--- START ---

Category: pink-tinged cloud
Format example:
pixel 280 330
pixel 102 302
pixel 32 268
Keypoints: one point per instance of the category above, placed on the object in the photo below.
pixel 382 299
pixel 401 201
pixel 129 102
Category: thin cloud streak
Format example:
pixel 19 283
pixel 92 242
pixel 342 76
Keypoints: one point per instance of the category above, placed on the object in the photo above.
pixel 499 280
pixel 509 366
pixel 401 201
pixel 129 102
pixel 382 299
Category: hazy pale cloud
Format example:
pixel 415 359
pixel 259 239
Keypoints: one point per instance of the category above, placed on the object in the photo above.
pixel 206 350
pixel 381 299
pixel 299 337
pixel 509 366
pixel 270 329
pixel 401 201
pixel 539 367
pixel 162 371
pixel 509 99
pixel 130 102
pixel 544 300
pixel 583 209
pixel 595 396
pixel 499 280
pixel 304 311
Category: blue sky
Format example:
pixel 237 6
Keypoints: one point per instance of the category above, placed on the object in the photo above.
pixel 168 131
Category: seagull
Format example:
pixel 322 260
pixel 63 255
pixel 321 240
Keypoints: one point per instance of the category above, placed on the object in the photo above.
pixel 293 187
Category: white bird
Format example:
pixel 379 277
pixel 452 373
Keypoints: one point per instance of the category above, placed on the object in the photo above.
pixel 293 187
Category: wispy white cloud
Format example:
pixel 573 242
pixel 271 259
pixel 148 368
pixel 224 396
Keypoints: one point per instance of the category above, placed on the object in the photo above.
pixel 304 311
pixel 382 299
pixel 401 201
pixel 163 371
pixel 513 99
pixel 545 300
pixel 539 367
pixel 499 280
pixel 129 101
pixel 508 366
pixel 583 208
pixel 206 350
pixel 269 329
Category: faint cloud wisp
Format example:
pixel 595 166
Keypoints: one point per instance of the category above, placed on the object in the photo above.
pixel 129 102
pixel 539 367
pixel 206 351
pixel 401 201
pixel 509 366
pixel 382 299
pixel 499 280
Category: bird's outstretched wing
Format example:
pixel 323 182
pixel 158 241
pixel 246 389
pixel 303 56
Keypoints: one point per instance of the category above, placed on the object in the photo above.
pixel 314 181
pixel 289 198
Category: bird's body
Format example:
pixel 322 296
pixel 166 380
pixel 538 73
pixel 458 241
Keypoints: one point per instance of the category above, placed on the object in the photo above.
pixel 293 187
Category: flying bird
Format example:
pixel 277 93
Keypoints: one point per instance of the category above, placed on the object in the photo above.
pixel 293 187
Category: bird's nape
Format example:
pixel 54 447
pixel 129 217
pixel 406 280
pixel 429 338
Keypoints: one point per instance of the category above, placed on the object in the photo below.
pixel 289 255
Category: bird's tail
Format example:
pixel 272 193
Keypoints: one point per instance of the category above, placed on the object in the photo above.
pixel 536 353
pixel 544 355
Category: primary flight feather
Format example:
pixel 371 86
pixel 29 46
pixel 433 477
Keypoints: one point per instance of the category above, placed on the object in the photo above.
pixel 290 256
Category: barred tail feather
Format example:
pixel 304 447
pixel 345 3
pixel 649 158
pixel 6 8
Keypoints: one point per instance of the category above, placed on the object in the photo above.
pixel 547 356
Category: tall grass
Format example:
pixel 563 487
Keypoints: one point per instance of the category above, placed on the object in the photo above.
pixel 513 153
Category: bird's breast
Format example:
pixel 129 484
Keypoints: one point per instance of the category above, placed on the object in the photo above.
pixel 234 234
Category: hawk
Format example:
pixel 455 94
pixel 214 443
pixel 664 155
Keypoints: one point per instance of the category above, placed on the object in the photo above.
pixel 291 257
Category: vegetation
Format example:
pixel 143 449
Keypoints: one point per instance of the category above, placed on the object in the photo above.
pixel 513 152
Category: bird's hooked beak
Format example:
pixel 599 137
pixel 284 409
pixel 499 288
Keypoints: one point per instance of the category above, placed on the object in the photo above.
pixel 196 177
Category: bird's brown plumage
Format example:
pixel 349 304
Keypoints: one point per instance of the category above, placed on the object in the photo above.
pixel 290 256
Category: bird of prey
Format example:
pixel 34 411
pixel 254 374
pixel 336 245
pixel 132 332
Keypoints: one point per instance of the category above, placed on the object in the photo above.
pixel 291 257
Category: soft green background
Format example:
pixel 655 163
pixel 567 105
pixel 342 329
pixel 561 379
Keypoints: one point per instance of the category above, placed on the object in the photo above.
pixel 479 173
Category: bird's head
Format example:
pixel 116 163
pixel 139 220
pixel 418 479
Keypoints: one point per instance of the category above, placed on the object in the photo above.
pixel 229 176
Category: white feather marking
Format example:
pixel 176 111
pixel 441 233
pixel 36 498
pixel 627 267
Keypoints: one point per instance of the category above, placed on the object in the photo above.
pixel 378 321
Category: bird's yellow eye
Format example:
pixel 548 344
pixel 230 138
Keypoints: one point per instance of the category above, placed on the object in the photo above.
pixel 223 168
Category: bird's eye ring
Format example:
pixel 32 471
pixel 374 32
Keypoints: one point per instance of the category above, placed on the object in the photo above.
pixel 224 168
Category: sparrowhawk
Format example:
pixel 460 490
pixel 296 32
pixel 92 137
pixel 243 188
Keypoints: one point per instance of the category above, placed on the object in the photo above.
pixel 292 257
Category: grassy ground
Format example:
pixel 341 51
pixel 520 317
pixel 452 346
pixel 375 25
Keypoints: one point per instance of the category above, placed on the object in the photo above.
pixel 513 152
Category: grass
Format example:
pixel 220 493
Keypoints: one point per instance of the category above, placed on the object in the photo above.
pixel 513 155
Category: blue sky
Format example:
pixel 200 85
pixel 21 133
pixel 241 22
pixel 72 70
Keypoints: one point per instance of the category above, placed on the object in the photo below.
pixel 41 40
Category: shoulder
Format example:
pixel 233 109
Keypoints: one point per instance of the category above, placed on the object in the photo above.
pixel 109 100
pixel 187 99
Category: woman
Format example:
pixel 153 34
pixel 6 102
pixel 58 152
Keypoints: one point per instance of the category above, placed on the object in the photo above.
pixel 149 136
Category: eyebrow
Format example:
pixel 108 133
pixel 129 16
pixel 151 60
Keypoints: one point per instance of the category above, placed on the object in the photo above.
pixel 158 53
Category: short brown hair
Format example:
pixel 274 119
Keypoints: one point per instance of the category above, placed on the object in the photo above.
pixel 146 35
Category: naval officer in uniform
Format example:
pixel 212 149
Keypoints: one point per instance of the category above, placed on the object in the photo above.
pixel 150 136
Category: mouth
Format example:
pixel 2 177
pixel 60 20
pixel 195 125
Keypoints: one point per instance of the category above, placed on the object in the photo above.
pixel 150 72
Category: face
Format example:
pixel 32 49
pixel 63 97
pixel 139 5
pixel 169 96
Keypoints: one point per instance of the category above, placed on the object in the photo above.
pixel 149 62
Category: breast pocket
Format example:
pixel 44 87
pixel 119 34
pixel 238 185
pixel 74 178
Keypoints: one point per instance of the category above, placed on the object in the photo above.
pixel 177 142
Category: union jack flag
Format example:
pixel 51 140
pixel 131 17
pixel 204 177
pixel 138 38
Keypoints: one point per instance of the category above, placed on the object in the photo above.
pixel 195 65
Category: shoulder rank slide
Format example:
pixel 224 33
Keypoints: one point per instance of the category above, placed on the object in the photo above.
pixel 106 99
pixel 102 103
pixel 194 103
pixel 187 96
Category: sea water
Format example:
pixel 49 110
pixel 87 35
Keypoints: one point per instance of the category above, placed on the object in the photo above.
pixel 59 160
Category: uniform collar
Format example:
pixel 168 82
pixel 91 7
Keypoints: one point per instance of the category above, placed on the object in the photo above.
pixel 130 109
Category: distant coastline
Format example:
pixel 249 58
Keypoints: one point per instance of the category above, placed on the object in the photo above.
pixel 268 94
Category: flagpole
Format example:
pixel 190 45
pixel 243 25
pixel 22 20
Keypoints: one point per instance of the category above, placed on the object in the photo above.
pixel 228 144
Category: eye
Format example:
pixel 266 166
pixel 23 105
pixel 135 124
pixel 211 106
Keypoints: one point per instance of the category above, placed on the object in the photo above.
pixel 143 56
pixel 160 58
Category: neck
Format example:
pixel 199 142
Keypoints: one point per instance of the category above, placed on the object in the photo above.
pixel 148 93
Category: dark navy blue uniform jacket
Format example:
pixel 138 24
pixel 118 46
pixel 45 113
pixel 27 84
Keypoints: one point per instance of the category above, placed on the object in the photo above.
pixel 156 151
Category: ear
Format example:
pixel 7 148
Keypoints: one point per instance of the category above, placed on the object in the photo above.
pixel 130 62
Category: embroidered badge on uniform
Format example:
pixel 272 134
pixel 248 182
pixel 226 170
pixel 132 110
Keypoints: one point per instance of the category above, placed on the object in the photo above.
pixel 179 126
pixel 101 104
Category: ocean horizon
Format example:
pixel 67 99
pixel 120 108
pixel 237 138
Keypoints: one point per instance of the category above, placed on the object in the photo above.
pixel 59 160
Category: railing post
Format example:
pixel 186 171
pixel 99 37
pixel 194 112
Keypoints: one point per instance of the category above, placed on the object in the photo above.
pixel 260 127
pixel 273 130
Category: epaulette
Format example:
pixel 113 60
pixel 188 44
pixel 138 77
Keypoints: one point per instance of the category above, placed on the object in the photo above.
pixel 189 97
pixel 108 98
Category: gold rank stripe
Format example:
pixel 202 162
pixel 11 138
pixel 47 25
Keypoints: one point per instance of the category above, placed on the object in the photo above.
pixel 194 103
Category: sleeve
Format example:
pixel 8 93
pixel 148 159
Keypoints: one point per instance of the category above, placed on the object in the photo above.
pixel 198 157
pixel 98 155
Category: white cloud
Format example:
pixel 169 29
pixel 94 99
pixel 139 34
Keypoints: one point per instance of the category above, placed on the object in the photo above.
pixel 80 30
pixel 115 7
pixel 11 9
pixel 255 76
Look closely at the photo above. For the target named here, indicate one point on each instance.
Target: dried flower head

--- END ---

■ **THE TASK**
The response must repeat exactly the lines from the top of the material through the line containing "pixel 342 76", both included, with no other output.

■ **SOLUTION BELOW**
Category: pink-tinged cloud
Format example:
pixel 280 330
pixel 102 302
pixel 32 268
Keypoints: one point per instance of the category above, placed on the object in the photo below.
pixel 382 299
pixel 401 201
pixel 129 102
Category: thin cloud streak
Format example:
pixel 19 283
pixel 92 242
pixel 342 76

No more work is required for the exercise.